### TASK REQUIREMENTS
Print the full comment comparing paper and plastic bags word for word.

### SOURCE EXTRACT
/---
Paper bags have a worse impact in a very few, small, narrow metrics such as
"ocean de-nutrification".

Everyone blurts this out because of a study done in Europe that looked only at
a very limited range of environmental factors specifically suited to the
country that commissioned the study.

Also, the vast majority of "savings" plastic bags realized over other forms of
bag is the energy density of the petroleum used to produce them and the fact
that that energy could be recovered by the massive network of refuse-to-power
incineration stations in (the country that did the study, I can't remember).

But most plastic bags don't end up mindfully collected, sorted, and
incinerated.

When taken as a whole, paper bags are much, much better for the environment
than plastic bags.

In 100 years, the paper bag I (HYPOTHETICALLY) threw out my car window is long
gone, worm food, turned into soil.
\---
### INFORMATION GIVEN
/---
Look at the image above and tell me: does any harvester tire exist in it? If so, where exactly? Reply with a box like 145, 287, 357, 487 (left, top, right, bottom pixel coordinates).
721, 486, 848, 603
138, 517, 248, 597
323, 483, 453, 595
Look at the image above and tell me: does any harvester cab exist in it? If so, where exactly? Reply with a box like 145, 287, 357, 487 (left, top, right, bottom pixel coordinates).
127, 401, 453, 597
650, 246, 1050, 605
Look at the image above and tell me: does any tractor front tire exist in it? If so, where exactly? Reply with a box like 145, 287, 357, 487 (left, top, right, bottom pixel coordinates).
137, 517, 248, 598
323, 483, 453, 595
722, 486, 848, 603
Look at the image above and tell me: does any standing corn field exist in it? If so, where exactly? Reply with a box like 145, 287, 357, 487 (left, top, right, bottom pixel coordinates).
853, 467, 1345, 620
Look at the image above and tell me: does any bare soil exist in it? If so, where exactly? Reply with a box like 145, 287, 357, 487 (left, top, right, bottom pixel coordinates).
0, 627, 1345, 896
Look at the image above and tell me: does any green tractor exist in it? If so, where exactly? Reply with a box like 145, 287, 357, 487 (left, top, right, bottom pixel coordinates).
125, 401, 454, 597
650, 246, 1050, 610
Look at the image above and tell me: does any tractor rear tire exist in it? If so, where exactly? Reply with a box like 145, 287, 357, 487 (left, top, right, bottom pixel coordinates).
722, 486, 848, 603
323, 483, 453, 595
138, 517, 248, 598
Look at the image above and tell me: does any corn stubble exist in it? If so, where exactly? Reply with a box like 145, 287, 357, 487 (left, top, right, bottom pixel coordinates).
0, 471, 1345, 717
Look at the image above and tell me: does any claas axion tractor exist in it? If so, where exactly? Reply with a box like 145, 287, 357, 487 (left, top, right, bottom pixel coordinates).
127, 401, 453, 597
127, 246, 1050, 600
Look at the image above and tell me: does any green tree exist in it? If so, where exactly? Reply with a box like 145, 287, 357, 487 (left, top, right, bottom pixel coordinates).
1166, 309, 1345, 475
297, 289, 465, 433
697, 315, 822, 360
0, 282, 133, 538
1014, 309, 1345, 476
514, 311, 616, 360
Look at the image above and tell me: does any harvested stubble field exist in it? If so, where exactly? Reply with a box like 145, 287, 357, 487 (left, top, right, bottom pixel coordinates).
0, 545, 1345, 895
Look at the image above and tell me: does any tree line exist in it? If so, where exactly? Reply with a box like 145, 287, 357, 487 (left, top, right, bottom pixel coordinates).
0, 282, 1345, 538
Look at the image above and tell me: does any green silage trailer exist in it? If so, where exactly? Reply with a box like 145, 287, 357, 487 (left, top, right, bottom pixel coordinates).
\---
### ANSWER BOX
Paper bags have a worse impact in a very few, small, narrow metrics such as
"ocean de-nutrification".

Everyone blurts this out because of a study done in Europe that looked only at
a very limited range of environmental factors specifically suited to the
country that commissioned the study.

Also, the vast majority of "savings" plastic bags realized over other forms of
bag is the energy density of the petroleum used to produce them and the fact
that that energy could be recovered by the massive network of refuse-to-power
incineration stations in (the country that did the study, I can't remember).

But most plastic bags don't end up mindfully collected, sorted, and
incinerated.

When taken as a whole, paper bags are much, much better for the environment
than plastic bags.

In 100 years, the paper bag I (HYPOTHETICALLY) threw out my car window is long
gone, worm food, turned into soil.